** Begin Reading passage **

Blue Ridge Community Staff
Every spring, thousands of hikers set out to walk the entire Appalachian Trail — and for those heading north, the journey begins right here in the North Georgia mountains. Springer Mountain, a 3,782-foot summit on the Fannin–Gilmer county line south of Blue Ridge, is the southern terminus of the AT: mile zero of a 2,190-mile footpath that ends on Maine’s Mount Katahdin.
- Elevation: 3,782 feet
- Claim to fame: Southern terminus of the Appalachian Trail
- Also: Southern terminus of the Benton MacKaye Trail
- Setting: Chattahoochee National Forest, on the Fannin–Gilmer county line
- To Maine: About 2,190 trail miles to Mount Katahdin
The bronze plaque and the first white blaze
The summit isn’t a dramatic rocky peak — it’s a quiet, wooded overlook — but two bronze plaques set into the rock make it unmistakable. One depicts a hiker and reads “A Footpath for Those Who Seek Fellowship with the Wilderness”; the other marks the official southern terminus. Nearby is the first white blaze of the AT, the painted rectangle that hikers will follow all the way to Katahdin. For a thru-hiker, touching that plaque is the symbolic first step of the whole trip.

** End Reading passage **

# Given request A
Answer these questions about the Springer Mountain text.
(i) What is the elevation of Springer Mountain?
(ii) In which national forest does the summit sit?
(iii) What words appear on the plaque that depicts a hiker?
# Given request B
Count the lines in the entries that contain the string "tail", treating uppercase and lowercase as different. Give only the number.

** Begin Supplied material **

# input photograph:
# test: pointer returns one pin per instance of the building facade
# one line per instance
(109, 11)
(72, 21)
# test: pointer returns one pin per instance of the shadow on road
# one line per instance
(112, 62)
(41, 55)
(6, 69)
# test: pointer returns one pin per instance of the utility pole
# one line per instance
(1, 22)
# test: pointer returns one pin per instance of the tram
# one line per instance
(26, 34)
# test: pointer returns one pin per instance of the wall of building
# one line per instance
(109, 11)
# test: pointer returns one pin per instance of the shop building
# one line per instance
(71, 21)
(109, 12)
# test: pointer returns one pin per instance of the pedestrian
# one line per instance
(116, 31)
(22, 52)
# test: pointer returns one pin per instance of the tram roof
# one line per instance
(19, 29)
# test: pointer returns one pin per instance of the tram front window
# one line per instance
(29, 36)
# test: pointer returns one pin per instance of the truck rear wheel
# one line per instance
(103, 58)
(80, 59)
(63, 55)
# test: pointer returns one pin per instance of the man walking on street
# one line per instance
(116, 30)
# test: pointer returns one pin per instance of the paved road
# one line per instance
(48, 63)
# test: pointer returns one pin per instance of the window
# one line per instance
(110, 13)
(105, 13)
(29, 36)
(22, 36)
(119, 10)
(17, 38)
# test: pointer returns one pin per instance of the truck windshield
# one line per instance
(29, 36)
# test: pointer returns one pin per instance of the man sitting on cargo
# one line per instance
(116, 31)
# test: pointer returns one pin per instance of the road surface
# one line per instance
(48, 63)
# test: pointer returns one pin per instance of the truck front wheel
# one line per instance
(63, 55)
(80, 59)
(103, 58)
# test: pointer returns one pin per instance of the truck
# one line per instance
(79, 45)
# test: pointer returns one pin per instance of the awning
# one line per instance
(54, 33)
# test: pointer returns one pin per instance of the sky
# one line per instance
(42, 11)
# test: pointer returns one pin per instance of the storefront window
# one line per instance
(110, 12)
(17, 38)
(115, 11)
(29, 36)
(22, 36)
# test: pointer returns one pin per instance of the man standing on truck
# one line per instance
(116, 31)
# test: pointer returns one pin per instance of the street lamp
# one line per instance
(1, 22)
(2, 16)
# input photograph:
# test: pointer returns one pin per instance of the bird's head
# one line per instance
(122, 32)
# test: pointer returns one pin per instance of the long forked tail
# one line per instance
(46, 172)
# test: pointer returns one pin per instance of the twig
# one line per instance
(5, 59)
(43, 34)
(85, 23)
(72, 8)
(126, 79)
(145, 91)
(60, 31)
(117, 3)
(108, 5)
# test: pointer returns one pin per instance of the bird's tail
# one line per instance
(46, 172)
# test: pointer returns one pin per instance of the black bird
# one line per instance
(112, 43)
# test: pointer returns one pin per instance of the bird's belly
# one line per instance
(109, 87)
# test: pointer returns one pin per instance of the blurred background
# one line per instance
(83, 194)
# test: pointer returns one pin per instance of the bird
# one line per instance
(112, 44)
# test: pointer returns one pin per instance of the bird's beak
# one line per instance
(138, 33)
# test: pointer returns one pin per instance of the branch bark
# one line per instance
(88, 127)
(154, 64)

** End Supplied material **

# Exercise solution A
(i) 3,782 feet
(ii) Chattahoochee National Forest
(iii) "A Footpath for Those Who Seek Fellowship with the Wilderness"

# Exercise solution B
2